--- Records from a dataset ---
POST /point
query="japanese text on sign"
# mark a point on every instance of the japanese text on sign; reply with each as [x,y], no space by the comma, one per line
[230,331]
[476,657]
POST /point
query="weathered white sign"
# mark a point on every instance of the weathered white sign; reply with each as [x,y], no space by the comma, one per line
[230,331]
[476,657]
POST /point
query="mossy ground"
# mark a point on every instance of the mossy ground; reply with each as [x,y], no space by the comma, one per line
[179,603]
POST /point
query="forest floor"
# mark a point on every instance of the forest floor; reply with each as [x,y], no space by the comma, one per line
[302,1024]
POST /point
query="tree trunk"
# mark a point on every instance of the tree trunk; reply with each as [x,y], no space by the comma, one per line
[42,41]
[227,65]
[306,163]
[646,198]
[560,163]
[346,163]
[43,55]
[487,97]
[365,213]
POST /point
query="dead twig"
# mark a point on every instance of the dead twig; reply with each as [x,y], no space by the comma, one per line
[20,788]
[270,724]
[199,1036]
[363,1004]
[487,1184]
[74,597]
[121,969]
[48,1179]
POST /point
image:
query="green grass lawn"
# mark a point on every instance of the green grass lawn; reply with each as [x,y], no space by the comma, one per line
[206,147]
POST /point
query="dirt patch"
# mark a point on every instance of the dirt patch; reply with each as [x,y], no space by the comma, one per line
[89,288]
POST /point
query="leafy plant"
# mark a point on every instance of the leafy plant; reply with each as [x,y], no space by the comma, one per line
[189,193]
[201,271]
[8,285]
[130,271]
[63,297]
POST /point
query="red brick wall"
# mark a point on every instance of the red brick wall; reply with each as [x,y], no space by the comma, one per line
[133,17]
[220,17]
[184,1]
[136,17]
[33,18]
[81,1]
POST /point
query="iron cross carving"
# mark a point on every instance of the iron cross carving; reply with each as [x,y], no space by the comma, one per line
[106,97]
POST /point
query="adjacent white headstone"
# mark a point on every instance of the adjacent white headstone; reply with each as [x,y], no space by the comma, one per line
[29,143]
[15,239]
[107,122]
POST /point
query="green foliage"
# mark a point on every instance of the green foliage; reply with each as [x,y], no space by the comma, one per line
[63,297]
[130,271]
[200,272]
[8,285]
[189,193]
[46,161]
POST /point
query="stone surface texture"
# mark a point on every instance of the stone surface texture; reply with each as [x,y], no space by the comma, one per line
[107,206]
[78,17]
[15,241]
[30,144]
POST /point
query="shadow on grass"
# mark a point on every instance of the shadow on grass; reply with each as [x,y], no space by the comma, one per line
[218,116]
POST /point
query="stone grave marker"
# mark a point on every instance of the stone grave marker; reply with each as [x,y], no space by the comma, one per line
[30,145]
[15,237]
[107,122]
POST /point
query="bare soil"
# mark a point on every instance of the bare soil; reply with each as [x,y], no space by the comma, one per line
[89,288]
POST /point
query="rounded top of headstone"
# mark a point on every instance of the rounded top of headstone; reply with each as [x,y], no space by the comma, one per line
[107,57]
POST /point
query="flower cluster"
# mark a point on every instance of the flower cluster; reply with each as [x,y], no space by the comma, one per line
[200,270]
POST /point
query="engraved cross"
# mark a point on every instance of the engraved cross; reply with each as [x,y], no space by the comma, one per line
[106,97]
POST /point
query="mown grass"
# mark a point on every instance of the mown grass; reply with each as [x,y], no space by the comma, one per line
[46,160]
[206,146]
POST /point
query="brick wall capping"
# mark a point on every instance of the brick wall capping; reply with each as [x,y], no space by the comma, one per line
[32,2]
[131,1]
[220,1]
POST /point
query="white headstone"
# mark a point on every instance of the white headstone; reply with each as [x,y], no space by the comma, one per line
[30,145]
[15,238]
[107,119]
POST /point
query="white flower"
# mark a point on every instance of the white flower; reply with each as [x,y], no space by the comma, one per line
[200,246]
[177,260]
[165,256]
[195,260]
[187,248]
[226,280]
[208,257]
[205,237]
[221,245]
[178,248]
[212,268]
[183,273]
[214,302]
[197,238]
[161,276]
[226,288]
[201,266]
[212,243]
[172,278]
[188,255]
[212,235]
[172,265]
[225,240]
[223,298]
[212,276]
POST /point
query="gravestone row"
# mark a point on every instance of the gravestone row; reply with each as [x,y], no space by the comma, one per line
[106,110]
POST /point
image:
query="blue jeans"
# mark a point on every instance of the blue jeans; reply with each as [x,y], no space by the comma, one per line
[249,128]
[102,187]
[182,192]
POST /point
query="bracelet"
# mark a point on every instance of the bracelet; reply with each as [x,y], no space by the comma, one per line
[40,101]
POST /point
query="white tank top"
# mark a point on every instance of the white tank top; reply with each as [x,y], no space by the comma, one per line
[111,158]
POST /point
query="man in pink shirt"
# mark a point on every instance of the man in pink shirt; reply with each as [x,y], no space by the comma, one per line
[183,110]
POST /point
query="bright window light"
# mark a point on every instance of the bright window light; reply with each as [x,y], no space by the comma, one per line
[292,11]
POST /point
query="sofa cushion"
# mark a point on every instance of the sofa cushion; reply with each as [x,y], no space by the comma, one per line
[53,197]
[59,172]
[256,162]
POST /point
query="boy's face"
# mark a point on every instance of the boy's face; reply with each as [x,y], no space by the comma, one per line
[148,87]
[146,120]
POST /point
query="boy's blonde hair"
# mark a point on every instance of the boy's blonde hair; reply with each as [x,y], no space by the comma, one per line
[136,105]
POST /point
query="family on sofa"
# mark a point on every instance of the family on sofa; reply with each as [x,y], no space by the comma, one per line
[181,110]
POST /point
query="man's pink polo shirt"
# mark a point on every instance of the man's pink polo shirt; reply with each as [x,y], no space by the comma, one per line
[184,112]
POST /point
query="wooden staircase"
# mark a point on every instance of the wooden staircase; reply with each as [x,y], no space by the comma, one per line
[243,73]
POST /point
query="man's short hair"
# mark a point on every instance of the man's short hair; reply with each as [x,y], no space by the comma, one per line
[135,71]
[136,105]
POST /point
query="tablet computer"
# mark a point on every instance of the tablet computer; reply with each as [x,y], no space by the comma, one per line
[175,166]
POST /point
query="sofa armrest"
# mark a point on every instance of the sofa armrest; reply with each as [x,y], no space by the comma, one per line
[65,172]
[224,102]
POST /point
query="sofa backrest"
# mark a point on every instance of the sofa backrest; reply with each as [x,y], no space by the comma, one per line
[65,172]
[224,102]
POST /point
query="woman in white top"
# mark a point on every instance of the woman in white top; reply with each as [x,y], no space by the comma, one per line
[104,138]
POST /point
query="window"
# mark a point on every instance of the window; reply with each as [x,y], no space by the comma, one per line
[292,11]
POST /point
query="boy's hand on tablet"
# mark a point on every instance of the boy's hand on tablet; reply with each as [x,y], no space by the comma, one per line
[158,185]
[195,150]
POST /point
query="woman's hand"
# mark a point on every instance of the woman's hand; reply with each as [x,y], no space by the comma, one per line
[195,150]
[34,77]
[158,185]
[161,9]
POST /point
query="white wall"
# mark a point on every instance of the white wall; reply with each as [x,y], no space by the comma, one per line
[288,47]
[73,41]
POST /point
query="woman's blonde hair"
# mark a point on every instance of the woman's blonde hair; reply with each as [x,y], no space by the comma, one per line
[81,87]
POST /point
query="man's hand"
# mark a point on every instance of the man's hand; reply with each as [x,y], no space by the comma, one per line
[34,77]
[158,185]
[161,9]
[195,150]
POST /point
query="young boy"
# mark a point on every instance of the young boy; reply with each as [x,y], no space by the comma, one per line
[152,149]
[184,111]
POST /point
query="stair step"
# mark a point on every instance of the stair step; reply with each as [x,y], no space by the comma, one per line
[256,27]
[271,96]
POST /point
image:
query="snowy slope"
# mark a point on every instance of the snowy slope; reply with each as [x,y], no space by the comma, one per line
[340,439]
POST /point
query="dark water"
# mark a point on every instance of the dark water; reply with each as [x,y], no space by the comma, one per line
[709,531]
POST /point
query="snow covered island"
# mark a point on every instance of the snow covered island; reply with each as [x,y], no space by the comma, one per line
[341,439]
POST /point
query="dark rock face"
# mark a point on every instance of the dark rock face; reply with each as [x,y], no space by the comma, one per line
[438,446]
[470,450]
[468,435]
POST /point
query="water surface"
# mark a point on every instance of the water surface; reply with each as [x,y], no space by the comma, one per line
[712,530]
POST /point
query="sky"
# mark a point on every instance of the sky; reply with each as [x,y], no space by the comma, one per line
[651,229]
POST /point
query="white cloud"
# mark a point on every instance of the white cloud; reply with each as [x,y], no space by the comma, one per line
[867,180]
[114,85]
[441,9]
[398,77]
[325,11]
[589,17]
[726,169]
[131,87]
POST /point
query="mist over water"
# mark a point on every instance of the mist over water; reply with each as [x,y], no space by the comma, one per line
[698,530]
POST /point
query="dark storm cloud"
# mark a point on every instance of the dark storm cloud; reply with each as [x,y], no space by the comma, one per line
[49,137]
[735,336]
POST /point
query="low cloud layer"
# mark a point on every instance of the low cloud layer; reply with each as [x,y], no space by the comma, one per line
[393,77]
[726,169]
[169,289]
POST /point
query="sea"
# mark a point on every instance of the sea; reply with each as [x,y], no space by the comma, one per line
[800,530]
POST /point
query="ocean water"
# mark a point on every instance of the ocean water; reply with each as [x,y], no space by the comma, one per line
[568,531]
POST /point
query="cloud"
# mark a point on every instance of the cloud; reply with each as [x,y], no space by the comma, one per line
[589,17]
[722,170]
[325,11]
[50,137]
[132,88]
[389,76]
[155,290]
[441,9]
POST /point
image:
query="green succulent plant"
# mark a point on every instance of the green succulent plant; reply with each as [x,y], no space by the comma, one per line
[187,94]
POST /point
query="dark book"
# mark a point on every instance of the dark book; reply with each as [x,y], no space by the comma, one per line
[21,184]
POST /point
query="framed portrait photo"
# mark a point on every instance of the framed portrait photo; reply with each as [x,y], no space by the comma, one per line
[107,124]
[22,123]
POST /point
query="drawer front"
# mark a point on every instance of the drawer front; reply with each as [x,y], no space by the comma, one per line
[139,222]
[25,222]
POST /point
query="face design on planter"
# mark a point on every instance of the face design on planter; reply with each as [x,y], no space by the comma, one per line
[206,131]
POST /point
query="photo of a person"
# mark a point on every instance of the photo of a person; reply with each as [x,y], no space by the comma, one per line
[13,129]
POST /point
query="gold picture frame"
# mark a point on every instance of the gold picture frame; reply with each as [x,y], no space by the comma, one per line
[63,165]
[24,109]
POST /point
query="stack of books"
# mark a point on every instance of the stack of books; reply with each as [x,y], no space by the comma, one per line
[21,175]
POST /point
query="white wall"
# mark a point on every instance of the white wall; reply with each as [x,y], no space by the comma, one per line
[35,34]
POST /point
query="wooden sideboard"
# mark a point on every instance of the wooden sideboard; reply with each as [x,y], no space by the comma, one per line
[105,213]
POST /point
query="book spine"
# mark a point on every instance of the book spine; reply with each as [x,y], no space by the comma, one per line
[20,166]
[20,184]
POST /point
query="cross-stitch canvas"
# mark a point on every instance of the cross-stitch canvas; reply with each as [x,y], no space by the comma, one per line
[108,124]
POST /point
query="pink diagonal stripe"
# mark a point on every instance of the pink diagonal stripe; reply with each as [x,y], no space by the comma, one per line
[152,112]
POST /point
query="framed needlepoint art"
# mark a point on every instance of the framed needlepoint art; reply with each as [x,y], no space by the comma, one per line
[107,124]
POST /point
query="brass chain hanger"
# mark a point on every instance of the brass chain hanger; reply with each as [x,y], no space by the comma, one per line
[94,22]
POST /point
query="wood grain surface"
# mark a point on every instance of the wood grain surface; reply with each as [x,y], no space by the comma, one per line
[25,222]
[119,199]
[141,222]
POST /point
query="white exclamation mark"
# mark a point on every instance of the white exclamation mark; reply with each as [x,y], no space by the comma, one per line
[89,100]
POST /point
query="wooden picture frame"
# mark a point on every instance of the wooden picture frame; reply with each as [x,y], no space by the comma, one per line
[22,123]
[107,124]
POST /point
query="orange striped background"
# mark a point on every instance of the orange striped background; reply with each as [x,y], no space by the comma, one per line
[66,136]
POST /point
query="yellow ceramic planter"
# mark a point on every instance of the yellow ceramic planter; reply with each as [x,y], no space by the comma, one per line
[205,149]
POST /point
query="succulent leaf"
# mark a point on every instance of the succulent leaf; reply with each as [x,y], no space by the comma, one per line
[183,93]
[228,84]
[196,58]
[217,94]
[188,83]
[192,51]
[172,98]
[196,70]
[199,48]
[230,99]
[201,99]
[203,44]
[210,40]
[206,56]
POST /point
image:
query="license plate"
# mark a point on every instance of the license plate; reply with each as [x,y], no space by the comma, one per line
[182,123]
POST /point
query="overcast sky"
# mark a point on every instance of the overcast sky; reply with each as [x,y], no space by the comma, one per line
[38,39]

--- WORK TO DO ---
Copy out each line of the records that contains the word "blue".

--- TASK RESULT ---
query="blue jeans"
# mark a point on every instance of the blue jeans; reply with each as [x,y], no space by the comma, one per line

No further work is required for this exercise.